Textauszug:
Gerichtsurteil zur Grundsteuer: Eine neue Berechnung ist notwendig
Das Bundesverfassungsgericht erklärt die Berechnungsgrundlage der Steuer für verfassungswidrig. Bis Ende 2019 muss die Regierung sie reformieren.
Das Bundesverfassungsgericht entschied über drei Vorlagen des Bundesfinanzhofs und zwei Verfassungsbeschwerden, die sich alle gegen die Besteuerung von Grundstücken auf der Basis der Jahrzehnte alten Einheitswerte im Westen richteten. Nicht geprüft hat das Gericht die Bewertung von land- und forstwirtschaftlichem Vermögen und die Bewertung in den neuen Bundesländern. Dort gelten besondere Regeln, die verfassungsrechtlich gesondert überprüft werden müssten. Es sei aber nicht ausgeschlossen, die Maßstäbe der Entscheidung zu übertragen, entschied das Gericht.
Die gesetzte Frist erscheine dem Senat angemessen, „weil die verfassungsrechtliche Problematik der grundsteuerlichen Einheitswerte seit Langem bekannt ist … und schon ausformulierte Novellierungsentwürfe zum Gesetz vorliegen“, sagte der Vorsitzende des Ersten Senats, Ferdinand Kirchhof. Die Verfassungsrichter halten die Einheitswerte – also die Werte für jedes Grundstück (für jede Einheit) – spätestens seit dem Jahr 2002 für verfassungswidrig, weil die Ungleichgewichte seit 1964 ständig zugenommen haben. „Grundstücke in Citylagen oder in bevorzugten Wohnlagen besitzen heute angesichts rasant steigender Immobilienpreise viel höhere Verkehrswerte als Grundstücke in Randlagen“, sagte Kirchhof.

Bereitgestellte Daten:
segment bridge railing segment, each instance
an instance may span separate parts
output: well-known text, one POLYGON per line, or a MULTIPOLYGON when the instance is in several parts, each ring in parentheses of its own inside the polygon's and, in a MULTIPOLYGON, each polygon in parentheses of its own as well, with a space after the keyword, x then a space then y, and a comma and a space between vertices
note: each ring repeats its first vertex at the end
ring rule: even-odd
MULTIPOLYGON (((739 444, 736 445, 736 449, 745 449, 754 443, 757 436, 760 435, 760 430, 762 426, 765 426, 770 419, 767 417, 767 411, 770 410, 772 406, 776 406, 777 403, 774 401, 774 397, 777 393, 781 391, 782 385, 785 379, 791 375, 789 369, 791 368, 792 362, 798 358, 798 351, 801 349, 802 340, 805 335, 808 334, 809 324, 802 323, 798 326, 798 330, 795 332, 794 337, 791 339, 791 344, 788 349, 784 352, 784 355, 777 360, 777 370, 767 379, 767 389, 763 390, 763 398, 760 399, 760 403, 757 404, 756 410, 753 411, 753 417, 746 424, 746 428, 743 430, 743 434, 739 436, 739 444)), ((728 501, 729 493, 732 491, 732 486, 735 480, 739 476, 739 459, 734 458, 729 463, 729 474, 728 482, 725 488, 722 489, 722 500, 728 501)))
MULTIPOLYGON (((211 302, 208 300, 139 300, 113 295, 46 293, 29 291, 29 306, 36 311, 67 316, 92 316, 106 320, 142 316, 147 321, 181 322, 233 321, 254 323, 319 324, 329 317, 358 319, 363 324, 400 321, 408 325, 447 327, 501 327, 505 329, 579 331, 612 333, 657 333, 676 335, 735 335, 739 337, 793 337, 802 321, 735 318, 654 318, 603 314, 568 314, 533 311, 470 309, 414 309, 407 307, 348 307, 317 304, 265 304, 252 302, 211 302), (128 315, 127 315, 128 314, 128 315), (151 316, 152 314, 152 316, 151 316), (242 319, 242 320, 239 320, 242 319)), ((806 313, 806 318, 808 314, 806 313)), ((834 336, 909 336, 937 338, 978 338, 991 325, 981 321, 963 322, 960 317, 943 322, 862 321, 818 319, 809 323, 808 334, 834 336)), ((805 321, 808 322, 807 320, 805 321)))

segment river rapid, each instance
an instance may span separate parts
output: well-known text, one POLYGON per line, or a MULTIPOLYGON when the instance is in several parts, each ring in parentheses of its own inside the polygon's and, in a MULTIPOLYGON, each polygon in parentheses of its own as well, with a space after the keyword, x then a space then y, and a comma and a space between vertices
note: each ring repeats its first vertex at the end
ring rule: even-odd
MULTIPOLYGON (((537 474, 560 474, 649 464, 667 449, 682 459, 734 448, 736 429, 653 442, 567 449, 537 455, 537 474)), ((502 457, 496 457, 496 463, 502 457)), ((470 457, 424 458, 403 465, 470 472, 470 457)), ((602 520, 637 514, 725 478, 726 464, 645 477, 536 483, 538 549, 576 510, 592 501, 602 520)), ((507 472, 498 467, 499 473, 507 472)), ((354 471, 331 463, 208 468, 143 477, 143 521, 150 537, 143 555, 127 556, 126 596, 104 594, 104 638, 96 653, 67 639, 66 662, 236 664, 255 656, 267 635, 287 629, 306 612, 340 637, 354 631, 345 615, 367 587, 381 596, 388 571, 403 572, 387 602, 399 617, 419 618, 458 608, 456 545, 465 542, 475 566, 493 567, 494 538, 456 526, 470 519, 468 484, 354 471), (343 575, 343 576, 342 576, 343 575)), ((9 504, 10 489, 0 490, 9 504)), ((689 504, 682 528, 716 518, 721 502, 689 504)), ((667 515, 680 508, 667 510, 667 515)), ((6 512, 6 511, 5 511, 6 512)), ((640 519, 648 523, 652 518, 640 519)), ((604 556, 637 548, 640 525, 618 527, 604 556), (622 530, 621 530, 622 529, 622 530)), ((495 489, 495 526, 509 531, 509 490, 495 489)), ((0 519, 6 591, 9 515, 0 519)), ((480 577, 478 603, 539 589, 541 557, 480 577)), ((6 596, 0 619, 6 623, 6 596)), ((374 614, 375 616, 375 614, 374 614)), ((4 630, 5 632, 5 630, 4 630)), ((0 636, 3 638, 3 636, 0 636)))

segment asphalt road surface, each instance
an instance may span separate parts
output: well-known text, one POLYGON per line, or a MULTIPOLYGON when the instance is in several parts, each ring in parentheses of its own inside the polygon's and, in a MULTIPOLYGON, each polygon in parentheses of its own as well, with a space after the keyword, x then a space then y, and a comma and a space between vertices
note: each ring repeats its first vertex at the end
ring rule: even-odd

Zu erledigende Aufgaben:
a: Fasse den Bericht über das Grundsteuer-Urteil in zwei Sätzen zusammen.
b: Schreibe den Bericht über das Grundsteuer-Urteil im Anschluss an seinen letzten Satz weiter.

Lösungen der Aufgaben:
a: Das Bundesverfassungsgericht hat die Berechnungsgrundlage der Grundsteuer, die jahrzehntealten Einheitswerte im Westen, für verfassungswidrig erklärt, und die Regierung muss sie bis Ende 2019 reformieren. Die Richter halten diese Werte spätestens seit 2002 für verfassungswidrig, weil die Ungleichgewichte seit 1964 ständig zugenommen haben; laut Ferdinand Kirchhof besitzen Grundstücke in Citylagen oder bevorzugten Wohnlagen heute viel höhere Verkehrswerte als solche in Randlagen.

b:
Das Bewertungsgesetz sieht vor, dass alle Grundstücke im Abstand von sechs Jahren neu bewertet werden sollen. Das ist aber seit der letzten Hauptfeststellung von 1964 nie mehr geschehen. Der Gesetzgeber hatte das mit dem großen Aufwand begründet.
Insgesamt wird in Deutschland für mehr als 35 Millionen Grundstücke Grundsteuer erhoben. Sie steht den Kommunen zu und bringt aktuell etwa 14 Milliarden Euro im Jahr ein.
Eine Neuregelung der Grundsteuer ist seit Langem geplant, blieb vor der letzten Bundestagswahl jedoch liegen. Die große Koalition hat eine Reform vereinbart. Es gibt mehrere Modelle mit unterschiedlich großem Aufwand bei der Neufestsetzung. Eine Reform könnte je nach Art von Grundstück und Immobilie zu deutlichen Veränderungen der Steuerlast führen. Insgesamt soll das Aufkommen den Plänen zufolge aber ähnlich bleiben.